-- start of The data --
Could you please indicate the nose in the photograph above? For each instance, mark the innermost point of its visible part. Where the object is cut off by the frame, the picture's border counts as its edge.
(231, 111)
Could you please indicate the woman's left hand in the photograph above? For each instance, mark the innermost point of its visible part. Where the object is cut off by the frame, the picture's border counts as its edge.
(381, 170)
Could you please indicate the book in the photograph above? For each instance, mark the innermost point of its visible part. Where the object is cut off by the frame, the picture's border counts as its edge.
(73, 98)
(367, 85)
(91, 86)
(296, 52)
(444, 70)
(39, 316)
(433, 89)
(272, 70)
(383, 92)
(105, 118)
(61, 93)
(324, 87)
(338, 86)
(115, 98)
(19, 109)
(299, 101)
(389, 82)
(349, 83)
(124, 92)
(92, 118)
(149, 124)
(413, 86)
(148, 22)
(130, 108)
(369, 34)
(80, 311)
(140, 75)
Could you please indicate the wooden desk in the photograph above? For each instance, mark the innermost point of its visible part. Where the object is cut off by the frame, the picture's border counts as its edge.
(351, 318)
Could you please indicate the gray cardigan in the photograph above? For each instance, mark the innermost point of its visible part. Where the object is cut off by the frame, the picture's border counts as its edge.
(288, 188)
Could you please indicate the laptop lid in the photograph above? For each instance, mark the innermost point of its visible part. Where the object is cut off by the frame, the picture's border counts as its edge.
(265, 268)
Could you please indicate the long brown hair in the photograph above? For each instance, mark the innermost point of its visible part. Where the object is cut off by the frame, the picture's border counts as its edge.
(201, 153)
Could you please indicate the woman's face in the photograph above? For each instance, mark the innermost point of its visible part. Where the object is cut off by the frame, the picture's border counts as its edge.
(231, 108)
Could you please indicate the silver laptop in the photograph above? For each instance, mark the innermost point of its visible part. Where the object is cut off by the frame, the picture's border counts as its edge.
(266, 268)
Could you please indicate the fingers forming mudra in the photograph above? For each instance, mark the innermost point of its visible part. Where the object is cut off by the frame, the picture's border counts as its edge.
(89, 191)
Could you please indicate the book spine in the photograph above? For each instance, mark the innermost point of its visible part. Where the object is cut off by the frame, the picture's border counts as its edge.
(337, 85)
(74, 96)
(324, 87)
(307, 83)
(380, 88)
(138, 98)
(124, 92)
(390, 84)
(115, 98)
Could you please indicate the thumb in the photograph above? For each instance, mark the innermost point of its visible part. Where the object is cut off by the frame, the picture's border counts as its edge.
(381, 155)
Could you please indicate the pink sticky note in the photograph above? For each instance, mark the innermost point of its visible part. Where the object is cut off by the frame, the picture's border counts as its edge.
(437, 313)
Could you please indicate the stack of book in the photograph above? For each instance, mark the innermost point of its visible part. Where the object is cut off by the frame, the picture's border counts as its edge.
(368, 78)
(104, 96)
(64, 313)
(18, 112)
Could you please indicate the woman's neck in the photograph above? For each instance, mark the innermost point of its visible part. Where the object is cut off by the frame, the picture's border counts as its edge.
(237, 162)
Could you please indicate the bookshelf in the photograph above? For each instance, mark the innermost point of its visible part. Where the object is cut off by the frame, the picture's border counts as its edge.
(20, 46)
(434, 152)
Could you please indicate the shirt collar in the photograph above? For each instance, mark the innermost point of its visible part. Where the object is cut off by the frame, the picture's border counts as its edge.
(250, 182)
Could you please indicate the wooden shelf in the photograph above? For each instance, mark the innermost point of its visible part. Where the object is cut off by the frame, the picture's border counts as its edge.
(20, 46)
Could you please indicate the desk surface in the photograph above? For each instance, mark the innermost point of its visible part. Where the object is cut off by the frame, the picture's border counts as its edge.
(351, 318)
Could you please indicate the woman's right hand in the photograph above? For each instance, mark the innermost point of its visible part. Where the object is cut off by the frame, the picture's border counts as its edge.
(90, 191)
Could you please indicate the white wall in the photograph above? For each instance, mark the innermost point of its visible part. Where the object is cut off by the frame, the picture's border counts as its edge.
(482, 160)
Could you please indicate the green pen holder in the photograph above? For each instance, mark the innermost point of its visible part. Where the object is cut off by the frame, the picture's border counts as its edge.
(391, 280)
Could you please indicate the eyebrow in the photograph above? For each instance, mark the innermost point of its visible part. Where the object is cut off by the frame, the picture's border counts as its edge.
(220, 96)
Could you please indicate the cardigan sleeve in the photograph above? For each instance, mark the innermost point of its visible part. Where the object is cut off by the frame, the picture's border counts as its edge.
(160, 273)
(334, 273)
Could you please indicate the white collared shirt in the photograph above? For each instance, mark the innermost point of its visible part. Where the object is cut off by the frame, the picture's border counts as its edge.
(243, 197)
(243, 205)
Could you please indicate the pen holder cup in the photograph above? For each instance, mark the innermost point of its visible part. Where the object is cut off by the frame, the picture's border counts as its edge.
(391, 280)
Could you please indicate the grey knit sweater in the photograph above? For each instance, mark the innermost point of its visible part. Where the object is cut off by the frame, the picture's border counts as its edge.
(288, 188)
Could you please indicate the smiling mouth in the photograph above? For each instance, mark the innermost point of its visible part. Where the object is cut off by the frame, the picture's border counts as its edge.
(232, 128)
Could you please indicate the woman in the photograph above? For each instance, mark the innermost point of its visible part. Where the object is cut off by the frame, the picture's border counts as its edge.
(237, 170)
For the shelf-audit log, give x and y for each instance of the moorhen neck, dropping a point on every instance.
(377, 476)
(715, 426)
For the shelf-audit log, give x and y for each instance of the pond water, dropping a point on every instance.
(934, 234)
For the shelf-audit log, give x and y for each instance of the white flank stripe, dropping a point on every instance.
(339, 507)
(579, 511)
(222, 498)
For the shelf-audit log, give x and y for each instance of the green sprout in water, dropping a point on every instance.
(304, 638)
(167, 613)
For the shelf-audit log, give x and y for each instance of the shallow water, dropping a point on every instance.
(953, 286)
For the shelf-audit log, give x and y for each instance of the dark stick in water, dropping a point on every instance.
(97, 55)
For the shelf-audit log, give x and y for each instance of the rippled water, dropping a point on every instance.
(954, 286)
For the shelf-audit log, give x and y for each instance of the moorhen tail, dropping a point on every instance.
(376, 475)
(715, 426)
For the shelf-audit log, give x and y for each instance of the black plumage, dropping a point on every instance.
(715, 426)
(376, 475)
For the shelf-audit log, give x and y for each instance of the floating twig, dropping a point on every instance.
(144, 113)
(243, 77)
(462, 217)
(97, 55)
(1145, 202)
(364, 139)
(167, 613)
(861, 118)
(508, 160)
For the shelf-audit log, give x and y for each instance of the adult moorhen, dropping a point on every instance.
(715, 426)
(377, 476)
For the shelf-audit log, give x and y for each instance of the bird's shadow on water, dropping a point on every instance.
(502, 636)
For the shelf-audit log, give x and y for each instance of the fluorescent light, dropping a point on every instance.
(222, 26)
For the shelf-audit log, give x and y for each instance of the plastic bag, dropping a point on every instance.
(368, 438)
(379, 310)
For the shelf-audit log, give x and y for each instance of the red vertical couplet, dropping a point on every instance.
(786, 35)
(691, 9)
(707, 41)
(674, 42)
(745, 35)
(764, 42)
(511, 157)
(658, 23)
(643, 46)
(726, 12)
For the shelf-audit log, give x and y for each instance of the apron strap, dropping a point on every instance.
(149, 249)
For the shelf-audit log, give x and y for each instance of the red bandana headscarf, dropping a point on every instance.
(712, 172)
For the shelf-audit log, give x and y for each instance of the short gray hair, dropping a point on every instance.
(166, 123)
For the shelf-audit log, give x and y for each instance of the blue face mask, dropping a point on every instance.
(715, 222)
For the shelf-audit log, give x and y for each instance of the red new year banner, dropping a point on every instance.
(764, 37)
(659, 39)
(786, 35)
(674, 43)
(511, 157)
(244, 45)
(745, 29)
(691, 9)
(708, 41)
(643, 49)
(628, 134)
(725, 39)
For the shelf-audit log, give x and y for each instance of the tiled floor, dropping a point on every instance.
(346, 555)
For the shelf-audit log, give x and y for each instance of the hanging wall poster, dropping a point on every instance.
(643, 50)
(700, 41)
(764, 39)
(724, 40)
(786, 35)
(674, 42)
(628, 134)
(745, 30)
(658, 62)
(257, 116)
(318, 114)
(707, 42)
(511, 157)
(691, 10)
-- end of The data --
◆ **Short exercise**: Give back exactly the lines from the line containing "mask, dropping a point on every instance." to the end of the entries, and no other lines.

◆ **Solution to this problem**:
For the shelf-audit log, give x and y for each instance of the blue face mask, dropping a point on every instance.
(715, 222)
For the shelf-audit log, give x and y for each instance of the red new year banner, dropping a point on every instance.
(764, 37)
(659, 39)
(786, 35)
(674, 43)
(511, 157)
(244, 45)
(745, 29)
(691, 9)
(708, 41)
(643, 49)
(628, 134)
(725, 39)
For the shelf-audit log, give x and y for each instance of the tiled floor, dropping a point on every instance.
(346, 555)
For the shelf-audit log, give x and y for each instance of the hanging wall poster, dropping a point on every instance.
(643, 50)
(700, 41)
(764, 39)
(724, 40)
(786, 35)
(674, 42)
(628, 134)
(745, 30)
(658, 62)
(257, 116)
(318, 114)
(707, 42)
(511, 157)
(691, 10)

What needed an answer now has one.